─── Source extract ───
In the sixteenth century, the king Brian MacDermot commissioned the Annals of Loch Cé, which remain among the most important written records of medieval Irish history. They are the primary source for the history of the kingdom of Maigh Luirg (Anglicized as Moylurg), which occupied roughly the same territory as the northern section of the modern county of Roscommon. The Annals, which survive in only two manuscripts written primarily in Early Modern Irish, with some sections in Latin, were compiled using earlier Irish annals as sources. They record more than five centuries of political, ecclesiastical, and military events, succession and land disputes, and even notes on the weather. They begin with the Battle of Clontarf in 1014, a contest that pitted Brian Boru, the high king of Ireland, against a coalition composed of the king of Dublin, Sigtrygg Silkbeard; the king of Leinster, Máel Mórda; and a force of Vikings from across the region. The Annals end in 1590, when most of the Gaelic families in Ireland, including the MacDermots, were thrown off their lands by the Anglo-Normans—the ruling class of England after the Norman Conquest in 1066—who had invaded Ireland centuries earlier, in 1169.

Surprisingly, there are relatively few references to the Rock of Loch Cé itself in the Annals, or in other contemporaneous historical works. In 1187 (or 1184, scholars are not certain), the Annals record that lightning struck the island, causing a fire. In 1207, the king Tomaltach MacDermot died on the Rock. A further reference is made to a siege of the island in 1235 by an Anglo-Norman force. During the attack, the invaders used siege engines called perriers and fireboats made from demolished wooden houses. The siege forced the MacDermots to abandon the island for a decade. Then, over the next three and a half centuries, the Annals record periodic attacks on the Rock, countless clashes over succession, and the deaths of numerous MacDermot kings. But with only one exception—the mention of a “great, regal house” that was built on the Rock in 1578 by Brian MacDermot—nowhere are the buildings of a royal residence ever described.
─── Provided material ───
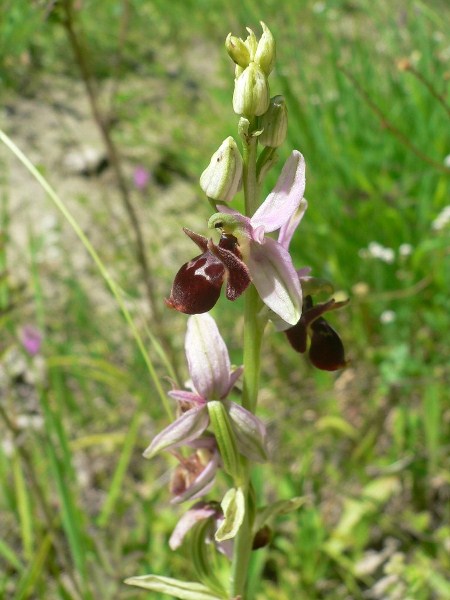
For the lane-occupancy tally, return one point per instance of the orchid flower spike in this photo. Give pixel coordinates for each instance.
───
According to the text on the Annals of Loch Cé, with which event do the Annals begin?

- **Expected answer**:
The Battle of Clontarf in 1014.